» **Passage given**:
ON Sunday morning Mika Hakkinen was fastest in the warm-up and everyone was confused once again. Had Mika shrugged off his current lethargy? It was hot and humid on race morning when French Prime Minister Lionel Jospin flew in to be part of the F1 show. He is a socialist and so a visit to the socialist monument of Magny-Cours was acceptable behavior. There were gaggles of government ministers wandering about as the morning wore on and the temperature rose. It was going to be a day when engines would suffer. There was, so they said, a 40% chance of rain in the middle of the afternoon and after a massive downpour on Saturday afternoon everyone was aware that it could turn into a wet and dry event.

But the weather was nice enough at the start. Michael Schumacher was slightly slower off the line that one would anticipate and Coulthard began to creep up on him. As is now the established behavior, the man ahead moves across and blocks his rival. Michael did it. David was forced to lift off the power, to avoid hitting the Ferrari, and switched to the right to try to pass Michael on the other side. As he came across the road, so Barrichello appeared on the very piece of tarmac that David was planning to use. He had to lift again.

"I didn't try to run Rubens off the circuit," David said. "I gave him the room that I thought he deserved to have. We battled it through the corner and he won it. That's how it should be, it should be done in a sporting way, not in a 'You lift, otherwise you will crash' sort of way."

So there were two Ferraris ahead with Coulthard third and Hakkinen fourth. We expected to see Michael disappear off into the distance with Barrichello holding up the two McLarens but the rate of progress was not as dramatic as one would have expected. The race was not over by any means.

» **Supplied data**:
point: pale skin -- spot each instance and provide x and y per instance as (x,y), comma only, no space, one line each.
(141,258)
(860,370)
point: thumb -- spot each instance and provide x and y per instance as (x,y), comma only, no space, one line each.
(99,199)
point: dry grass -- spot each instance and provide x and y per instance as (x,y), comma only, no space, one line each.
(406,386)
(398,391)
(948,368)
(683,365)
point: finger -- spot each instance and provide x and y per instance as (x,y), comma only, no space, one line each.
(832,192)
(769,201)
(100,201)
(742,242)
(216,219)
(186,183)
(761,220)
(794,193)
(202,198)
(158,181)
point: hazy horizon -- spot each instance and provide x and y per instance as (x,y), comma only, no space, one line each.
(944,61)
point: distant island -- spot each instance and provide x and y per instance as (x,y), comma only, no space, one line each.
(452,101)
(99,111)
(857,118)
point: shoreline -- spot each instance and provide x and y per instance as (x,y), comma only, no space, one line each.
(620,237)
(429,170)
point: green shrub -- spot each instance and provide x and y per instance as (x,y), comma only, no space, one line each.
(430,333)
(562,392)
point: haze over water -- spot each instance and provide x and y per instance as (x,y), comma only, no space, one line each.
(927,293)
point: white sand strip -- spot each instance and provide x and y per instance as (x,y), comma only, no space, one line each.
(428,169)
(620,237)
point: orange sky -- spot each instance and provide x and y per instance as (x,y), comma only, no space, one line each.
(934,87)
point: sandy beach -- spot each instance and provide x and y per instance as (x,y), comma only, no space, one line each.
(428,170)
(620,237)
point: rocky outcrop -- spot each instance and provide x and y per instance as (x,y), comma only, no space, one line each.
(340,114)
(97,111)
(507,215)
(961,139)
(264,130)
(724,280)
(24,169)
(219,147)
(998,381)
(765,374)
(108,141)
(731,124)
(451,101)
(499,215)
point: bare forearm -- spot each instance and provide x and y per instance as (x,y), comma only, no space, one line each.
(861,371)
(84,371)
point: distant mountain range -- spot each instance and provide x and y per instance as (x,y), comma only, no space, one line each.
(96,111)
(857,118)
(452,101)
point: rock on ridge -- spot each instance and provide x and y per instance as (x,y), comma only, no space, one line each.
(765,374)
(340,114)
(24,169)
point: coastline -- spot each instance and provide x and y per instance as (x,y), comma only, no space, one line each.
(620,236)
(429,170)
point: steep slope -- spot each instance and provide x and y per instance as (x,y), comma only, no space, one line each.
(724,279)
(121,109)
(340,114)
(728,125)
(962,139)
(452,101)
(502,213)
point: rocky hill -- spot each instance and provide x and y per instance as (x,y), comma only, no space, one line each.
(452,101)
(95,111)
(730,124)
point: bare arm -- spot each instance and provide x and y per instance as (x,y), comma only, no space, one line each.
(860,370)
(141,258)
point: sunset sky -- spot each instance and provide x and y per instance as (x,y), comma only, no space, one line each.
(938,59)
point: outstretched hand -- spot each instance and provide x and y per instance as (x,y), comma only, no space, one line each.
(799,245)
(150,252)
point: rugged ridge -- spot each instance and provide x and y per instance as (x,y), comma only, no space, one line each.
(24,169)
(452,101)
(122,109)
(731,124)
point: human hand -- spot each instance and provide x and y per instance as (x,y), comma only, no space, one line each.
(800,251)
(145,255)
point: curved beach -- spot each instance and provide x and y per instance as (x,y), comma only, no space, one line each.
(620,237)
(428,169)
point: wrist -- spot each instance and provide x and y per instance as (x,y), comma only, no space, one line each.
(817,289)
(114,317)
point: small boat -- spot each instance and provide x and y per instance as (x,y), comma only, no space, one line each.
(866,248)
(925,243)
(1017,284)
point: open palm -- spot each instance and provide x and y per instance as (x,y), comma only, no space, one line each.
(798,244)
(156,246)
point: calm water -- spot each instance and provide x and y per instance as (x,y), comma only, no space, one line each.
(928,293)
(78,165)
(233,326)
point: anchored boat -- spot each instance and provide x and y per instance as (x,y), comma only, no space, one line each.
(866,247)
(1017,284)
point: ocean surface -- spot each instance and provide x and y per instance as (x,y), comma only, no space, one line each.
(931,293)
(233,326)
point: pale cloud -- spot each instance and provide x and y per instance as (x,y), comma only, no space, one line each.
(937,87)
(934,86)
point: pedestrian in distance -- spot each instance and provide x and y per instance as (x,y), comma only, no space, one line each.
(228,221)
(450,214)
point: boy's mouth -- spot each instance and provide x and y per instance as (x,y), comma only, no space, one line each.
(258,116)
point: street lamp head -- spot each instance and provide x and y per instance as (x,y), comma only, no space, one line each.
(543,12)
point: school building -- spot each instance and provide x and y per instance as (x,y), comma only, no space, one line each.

» **Challenges**:
1. Name every racing driver mentioned in the race report.
2. According to the race report, what was the chance of rain in the middle of the afternoon?
3. Write the next part of the race report, picking up after its last sentence.
The rows aren't needed here.

» **Task answers**:
1. Mika Hakkinen, Michael Schumacher, David Coulthard, Rubens Barrichello

2. 40%

3.
Coulthard could do nothing about Barrichello early on but, as the fuel load began to go down, David found the car handling better and so began to pressure Rubens. Even so it took until lap 22 before he passed Rubens for second place with a lovely manoeuvre at the Adelaide hairpin. He went in wide and so came out faster and as Rubens did the gentlemanly thing and did not swerve into him David was able to pull alongside and take the place at the fast right-hand kink which follows. It was just how motor racing should be. Clean but hard.

In the laps which followed Coulthard closed in on Schumacher and it was very clear that there was nothing that Michael could do to react to David's charge.

"The tires on the car seemed to suffer a drop in performance earlier than the others," Michael explained. "It was worst after the first pit stop. At first I could control the situation but then the tires went off and I tried to look after them, knowing that there were still a lot of laps to go."

It took until lap 34 before David was close enough to have a try at passing the Ferrari to take the lead. David concluded that the best way to challenge was around the outside which, when you are dealing with Michael Schumacher, is perhaps not such a good idea. Michael has slightly different views than others on what is permissible and what is not. David was alongside the Ferrari as they went into the corner and Michael let his car drift out as we knew he would. Coulthard had to lift off to avoid an accident. He was not amused and made a series of irate gestures.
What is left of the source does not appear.